**WAT TE DOEN:**
1 - Typ uit de tekst over ‘431 BC’ het stuk over van "Met een ritmisch" tot en met "als luisteraar middenin.".
2 - Waardoor wordt de ondergrond van de muziek gevormd, volgens de tekst over ‘431 BC’?

**AANGELEVERDE TEKST:**
------------------------------------------------
Met een ritmisch patroon opent ‘431 BC’, met daarachter een dreiging die dat patroon vijandig gezind is. Een puls komt daaruit naar voren. Je waant je in een oude, donkere fabriekshal waarin geluiden van buizen en opgeslagen materialen je doen opschrikken. Achter elk object schuilt gevaar. De muziek is donker, oncomfortabel en de incidentele klanken dragen bij aan de sinistere sfeer. De ondergrond wordt gevormd door een lage basdrone, op zijn plaats liggend maar niet onbeweeglijk. De viool is hier niet de verlossende factor, maar onderdeel van het duistere schouwspel, hoewel melodische flarden en frasen hoop geven op verlichting. Het stuk is prachtig opgebouwd, vertelt een abstract verhaal en je bevindt je er als luisteraar middenin.
------------------------------------------------
**BESCHIKBARE GEGEVENS:**
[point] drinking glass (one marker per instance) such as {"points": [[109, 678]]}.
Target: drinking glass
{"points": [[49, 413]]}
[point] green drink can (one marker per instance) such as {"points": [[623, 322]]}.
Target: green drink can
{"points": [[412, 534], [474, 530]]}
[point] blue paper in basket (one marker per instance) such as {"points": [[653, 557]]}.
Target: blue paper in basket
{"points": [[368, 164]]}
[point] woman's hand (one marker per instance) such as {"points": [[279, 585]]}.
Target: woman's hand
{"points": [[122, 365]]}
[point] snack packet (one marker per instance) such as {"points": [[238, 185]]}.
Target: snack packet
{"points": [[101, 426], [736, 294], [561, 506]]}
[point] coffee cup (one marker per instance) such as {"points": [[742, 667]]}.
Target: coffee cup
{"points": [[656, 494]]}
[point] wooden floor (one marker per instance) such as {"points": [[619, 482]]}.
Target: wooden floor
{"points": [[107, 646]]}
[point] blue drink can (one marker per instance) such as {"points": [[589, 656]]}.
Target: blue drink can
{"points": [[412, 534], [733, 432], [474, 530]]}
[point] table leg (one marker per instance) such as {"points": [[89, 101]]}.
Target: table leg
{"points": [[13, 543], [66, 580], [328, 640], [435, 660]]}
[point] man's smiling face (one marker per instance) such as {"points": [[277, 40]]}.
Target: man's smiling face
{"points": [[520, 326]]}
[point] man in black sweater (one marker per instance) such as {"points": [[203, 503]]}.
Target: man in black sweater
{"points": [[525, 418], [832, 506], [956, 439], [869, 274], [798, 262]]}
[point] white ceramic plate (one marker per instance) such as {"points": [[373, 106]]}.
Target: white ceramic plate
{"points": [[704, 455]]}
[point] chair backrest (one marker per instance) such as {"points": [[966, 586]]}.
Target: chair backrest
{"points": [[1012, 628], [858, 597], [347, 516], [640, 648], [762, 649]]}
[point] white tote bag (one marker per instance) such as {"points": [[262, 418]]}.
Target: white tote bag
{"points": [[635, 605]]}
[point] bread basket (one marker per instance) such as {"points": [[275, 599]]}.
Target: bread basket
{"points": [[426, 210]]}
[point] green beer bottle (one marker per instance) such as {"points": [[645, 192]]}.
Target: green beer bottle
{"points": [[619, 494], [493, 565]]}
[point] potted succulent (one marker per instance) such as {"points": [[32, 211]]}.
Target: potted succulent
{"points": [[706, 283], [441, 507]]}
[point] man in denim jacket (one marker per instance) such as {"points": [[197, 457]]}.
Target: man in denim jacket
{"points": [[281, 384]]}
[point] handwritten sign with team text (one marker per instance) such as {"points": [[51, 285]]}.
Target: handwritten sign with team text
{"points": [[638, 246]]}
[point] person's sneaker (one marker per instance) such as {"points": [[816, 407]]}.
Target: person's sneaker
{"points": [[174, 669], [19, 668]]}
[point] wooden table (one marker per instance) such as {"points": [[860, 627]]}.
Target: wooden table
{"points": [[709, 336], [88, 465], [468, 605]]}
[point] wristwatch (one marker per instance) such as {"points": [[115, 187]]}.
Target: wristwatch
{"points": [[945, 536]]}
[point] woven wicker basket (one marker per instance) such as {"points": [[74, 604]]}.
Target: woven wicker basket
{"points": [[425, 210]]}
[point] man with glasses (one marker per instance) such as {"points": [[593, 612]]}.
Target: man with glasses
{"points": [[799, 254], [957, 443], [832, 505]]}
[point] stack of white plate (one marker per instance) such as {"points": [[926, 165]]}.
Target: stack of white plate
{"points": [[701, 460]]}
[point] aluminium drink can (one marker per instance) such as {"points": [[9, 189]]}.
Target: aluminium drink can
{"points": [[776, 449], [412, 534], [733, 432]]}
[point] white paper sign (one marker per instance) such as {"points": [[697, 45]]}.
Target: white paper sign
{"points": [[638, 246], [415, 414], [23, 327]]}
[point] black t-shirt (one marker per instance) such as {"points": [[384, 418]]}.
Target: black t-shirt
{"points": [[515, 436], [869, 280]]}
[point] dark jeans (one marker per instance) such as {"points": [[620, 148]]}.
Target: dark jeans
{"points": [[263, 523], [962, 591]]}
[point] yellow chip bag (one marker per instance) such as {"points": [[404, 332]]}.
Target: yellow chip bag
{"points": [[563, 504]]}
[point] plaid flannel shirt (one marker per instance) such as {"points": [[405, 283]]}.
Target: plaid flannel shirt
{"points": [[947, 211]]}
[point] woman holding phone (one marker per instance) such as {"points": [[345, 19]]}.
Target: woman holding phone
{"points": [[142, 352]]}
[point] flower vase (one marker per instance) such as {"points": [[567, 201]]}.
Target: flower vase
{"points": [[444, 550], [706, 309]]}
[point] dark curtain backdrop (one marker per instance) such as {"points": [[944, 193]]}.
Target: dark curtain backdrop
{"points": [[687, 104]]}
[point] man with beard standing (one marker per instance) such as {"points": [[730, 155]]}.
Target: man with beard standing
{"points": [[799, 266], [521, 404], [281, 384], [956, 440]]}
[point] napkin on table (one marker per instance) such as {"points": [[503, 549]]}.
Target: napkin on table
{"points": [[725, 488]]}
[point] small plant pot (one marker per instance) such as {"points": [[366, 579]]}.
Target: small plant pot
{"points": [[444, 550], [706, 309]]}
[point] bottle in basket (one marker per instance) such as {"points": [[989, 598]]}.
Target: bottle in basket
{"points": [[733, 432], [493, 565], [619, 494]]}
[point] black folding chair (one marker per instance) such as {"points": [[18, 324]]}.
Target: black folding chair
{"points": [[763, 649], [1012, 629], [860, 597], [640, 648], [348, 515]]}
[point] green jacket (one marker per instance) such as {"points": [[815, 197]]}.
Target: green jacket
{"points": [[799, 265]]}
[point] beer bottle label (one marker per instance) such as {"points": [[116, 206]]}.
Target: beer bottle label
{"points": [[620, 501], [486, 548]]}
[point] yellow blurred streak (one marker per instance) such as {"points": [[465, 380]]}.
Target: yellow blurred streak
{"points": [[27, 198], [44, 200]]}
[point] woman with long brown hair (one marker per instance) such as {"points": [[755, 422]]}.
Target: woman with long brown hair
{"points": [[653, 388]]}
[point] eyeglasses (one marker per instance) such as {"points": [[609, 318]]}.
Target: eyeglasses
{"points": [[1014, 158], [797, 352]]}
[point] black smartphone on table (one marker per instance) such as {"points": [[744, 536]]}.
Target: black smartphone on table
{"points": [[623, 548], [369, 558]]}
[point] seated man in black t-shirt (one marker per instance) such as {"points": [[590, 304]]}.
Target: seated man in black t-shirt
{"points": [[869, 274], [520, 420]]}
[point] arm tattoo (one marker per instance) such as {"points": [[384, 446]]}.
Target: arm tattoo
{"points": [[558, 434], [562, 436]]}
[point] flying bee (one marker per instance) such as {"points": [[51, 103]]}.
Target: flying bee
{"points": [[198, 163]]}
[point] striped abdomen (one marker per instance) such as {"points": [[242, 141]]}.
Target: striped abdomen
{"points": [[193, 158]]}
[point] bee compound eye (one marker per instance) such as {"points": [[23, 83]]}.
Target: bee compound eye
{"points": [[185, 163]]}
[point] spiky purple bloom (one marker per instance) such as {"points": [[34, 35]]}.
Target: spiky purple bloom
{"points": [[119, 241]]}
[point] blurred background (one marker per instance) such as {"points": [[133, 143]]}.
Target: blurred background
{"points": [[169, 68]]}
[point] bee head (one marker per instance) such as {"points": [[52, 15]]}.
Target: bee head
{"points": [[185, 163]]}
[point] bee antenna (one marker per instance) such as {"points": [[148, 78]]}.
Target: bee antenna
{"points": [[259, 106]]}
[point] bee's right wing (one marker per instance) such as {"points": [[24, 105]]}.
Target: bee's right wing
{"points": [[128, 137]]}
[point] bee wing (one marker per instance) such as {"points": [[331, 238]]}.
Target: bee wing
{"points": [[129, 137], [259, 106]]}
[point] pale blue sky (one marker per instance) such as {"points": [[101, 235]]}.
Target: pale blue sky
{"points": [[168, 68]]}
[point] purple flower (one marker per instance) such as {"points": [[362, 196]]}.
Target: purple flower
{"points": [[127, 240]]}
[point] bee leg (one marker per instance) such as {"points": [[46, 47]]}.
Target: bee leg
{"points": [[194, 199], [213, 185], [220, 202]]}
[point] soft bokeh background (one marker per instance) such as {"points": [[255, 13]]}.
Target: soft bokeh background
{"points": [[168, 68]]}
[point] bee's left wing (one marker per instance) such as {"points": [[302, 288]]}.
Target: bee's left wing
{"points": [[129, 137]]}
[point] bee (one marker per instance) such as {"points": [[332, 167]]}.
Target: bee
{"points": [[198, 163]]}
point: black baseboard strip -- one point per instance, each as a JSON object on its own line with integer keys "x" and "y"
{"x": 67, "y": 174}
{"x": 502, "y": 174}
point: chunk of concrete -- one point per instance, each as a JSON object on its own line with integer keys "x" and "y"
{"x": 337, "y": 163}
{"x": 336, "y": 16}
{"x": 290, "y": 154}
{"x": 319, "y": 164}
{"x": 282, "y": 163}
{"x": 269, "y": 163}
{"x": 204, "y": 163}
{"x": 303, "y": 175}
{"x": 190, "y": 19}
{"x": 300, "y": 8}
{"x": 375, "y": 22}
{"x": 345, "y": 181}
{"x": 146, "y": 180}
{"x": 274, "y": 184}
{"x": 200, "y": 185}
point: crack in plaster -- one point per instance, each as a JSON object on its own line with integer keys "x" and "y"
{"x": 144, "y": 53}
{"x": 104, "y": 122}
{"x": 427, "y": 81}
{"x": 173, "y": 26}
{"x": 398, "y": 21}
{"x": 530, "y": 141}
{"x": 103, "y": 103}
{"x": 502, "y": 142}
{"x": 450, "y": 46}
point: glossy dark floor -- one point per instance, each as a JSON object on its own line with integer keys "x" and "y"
------------------------------------------------
**RESULTATEN OEFENING:**
1 -
Met een ritmisch patroon opent ‘431 BC’, met daarachter een dreiging die dat patroon vijandig gezind is. Een puls komt daaruit naar voren. Je waant je in een oude, donkere fabriekshal waarin geluiden van buizen en opgeslagen materialen je doen opschrikken. Achter elk object schuilt gevaar. De muziek is donker, oncomfortabel en de incidentele klanken dragen bij aan de sinistere sfeer. De ondergrond wordt gevormd door een lage basdrone, op zijn plaats liggend maar niet onbeweeglijk. De viool is hier niet de verlossende factor, maar onderdeel van het duistere schouwspel, hoewel melodische flarden en frasen hoop geven op verlichting. Het stuk is prachtig opgebouwd, vertelt een abstract verhaal en je bevindt je er als luisteraar middenin.

2 - Door een lage basdrone.